--- begin THE RECORDS ---

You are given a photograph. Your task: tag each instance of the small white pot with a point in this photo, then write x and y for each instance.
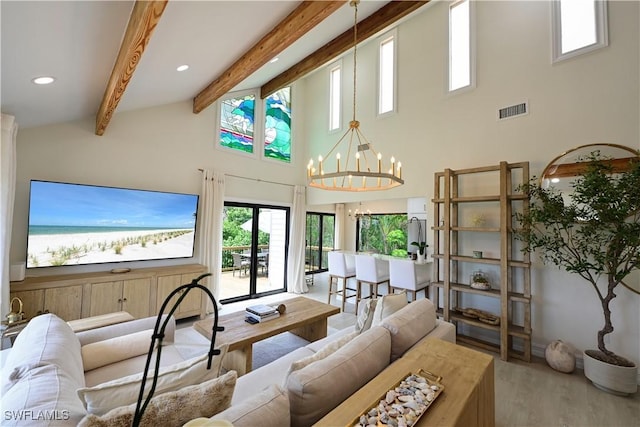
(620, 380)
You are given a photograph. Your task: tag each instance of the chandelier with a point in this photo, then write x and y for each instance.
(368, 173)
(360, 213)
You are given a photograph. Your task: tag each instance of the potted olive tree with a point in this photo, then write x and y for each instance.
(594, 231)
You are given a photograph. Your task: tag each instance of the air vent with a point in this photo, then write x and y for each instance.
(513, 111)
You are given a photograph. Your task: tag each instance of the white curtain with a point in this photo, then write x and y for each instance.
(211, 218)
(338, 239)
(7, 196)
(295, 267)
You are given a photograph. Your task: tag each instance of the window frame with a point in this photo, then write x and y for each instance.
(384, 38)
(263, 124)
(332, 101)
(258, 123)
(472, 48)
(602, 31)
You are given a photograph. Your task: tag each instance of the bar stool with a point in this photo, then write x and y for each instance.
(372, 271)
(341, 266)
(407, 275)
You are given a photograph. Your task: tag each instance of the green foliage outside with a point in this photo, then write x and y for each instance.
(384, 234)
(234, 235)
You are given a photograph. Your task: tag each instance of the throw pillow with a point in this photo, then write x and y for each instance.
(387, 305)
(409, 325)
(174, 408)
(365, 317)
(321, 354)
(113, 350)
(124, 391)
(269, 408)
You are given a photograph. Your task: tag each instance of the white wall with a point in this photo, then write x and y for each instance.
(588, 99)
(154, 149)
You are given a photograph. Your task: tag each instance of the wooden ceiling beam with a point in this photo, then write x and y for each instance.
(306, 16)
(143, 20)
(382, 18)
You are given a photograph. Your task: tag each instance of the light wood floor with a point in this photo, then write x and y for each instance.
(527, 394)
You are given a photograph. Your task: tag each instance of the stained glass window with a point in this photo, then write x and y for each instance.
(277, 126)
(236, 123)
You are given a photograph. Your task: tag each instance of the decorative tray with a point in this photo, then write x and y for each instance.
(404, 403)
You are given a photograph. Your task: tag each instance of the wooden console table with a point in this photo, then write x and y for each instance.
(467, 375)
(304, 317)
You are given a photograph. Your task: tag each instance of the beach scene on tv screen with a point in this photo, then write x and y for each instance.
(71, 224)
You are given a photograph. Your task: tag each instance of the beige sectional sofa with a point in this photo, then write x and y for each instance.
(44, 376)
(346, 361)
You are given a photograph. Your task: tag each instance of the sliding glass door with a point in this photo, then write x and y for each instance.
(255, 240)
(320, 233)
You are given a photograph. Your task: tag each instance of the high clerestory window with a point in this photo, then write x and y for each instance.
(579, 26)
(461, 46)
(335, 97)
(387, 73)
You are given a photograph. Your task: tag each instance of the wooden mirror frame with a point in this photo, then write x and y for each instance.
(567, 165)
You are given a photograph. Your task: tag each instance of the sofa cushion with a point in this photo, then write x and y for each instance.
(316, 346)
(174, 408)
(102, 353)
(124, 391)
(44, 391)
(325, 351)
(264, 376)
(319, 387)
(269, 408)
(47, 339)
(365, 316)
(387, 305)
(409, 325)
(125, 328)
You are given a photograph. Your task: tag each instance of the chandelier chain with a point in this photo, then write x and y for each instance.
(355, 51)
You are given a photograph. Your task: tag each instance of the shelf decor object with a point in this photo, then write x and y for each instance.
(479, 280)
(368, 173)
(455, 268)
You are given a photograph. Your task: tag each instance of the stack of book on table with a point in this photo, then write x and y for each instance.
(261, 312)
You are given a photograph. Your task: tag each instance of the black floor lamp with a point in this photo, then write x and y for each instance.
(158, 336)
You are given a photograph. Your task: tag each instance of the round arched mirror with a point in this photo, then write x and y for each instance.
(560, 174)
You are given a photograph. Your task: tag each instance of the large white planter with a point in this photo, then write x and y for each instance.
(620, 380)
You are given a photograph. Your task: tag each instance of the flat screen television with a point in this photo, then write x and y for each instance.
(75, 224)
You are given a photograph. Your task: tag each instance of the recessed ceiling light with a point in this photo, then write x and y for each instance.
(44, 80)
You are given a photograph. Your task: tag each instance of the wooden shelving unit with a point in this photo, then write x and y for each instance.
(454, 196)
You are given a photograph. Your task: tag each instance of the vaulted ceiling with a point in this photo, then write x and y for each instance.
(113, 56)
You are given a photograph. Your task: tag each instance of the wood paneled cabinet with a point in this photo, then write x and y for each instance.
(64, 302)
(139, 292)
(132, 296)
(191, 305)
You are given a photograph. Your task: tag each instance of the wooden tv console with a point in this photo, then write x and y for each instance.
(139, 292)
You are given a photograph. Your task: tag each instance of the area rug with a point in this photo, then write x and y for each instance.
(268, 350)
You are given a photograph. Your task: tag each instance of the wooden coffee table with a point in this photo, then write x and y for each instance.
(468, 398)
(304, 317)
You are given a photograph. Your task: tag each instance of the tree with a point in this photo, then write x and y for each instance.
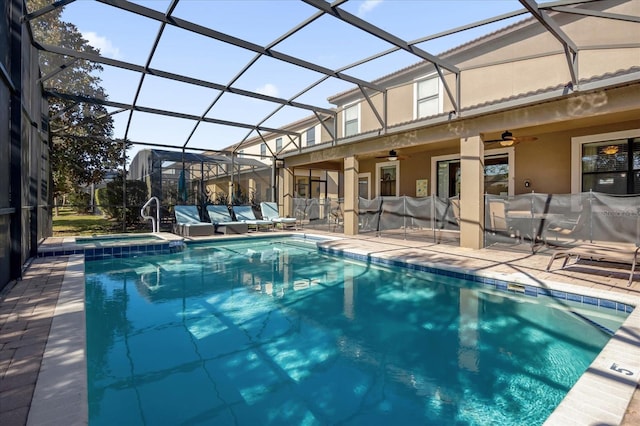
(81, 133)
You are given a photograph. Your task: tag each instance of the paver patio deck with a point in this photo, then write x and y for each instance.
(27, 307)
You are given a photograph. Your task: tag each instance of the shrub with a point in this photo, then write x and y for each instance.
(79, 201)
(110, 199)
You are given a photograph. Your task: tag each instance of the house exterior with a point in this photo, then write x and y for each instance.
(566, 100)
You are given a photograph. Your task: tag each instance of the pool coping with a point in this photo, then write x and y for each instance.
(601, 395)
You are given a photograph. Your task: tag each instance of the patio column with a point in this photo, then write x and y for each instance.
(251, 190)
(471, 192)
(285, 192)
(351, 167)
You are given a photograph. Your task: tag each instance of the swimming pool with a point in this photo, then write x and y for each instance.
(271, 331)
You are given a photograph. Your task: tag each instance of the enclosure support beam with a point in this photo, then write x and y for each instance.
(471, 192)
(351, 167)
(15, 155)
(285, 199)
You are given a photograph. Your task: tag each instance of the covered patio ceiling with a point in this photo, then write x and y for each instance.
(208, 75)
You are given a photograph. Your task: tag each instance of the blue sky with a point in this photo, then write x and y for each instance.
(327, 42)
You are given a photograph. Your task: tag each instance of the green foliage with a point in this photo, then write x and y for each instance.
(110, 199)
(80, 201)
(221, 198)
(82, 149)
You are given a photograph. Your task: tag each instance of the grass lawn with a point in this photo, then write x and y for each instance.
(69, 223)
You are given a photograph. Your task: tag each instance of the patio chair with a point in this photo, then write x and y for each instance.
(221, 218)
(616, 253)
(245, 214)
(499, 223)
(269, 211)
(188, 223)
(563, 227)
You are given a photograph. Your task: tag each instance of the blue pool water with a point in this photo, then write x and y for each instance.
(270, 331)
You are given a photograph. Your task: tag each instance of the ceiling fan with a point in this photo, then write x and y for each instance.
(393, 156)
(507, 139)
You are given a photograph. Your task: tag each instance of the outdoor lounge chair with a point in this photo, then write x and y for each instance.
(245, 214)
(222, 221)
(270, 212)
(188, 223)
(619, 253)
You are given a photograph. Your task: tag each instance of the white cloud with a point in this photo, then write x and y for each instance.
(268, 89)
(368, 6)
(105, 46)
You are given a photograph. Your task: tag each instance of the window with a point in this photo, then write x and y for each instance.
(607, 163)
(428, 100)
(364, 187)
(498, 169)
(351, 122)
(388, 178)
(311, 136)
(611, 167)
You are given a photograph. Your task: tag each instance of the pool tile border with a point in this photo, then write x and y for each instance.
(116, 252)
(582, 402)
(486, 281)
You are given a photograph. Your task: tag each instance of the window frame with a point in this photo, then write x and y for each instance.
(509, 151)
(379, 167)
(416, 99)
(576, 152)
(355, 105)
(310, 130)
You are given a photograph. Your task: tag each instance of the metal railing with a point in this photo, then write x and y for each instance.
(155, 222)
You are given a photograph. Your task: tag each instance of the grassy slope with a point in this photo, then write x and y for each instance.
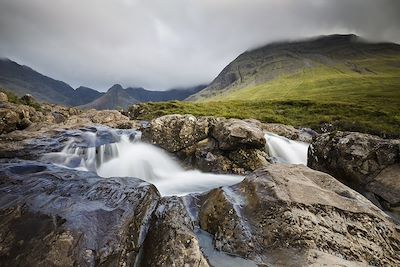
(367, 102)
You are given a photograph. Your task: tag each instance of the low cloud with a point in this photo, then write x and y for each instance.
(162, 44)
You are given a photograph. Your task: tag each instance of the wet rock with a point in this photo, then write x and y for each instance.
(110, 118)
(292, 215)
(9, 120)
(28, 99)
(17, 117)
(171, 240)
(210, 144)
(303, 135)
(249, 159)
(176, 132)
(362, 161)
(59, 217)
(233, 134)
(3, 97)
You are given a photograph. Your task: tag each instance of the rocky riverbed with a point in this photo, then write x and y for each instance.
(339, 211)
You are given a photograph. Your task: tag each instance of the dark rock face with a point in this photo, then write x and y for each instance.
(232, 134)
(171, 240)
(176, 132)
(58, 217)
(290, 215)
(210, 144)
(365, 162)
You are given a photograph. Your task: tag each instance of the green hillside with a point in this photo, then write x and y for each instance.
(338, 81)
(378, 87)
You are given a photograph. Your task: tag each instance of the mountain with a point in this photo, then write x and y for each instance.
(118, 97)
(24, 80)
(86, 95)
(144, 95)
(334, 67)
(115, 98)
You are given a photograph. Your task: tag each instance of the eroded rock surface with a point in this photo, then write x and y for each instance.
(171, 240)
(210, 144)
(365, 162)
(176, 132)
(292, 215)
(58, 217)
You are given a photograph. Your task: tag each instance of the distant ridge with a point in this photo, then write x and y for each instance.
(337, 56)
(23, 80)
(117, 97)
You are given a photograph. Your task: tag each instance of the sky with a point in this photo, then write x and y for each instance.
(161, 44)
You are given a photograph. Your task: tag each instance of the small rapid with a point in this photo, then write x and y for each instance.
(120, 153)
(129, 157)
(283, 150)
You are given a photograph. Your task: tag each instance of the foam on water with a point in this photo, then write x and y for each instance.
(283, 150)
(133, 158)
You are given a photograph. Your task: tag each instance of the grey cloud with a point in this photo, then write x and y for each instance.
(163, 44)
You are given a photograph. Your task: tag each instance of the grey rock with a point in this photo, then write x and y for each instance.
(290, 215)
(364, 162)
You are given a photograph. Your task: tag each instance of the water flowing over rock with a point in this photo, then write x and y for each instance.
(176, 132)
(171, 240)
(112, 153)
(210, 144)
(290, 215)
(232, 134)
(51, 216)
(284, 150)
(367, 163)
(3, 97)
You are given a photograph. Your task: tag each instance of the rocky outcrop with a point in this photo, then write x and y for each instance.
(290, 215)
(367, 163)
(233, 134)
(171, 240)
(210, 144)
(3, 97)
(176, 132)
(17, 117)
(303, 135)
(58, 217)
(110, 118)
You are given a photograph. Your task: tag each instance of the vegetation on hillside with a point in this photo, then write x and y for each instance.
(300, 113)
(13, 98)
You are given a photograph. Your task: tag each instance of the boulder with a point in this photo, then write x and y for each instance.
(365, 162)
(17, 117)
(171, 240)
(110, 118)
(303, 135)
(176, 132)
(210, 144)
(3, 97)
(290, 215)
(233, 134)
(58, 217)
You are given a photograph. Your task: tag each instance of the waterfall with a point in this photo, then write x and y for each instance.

--- end THE RECORDS ---

§ **INSTRUCTION**
Give again, word for word, every line from the one holding "of the vegetation" to the end of the data.

§ **ANSWER FOR THIS EXERCISE**
You are given a photograph. Your task: tag each instance of the vegetation on hillside with a point in this photo, then write x and y for each instance.
(300, 113)
(13, 98)
You are given a photograph. Your task: tag each instance of the boulder with a point in this photo, then write x and y for each instance.
(365, 162)
(17, 117)
(171, 240)
(110, 118)
(303, 135)
(176, 132)
(210, 144)
(3, 97)
(290, 215)
(233, 134)
(58, 217)
You are given a photograph. Your task: tag each instance of the waterfall with a point in this photo, then write x and y for each instance.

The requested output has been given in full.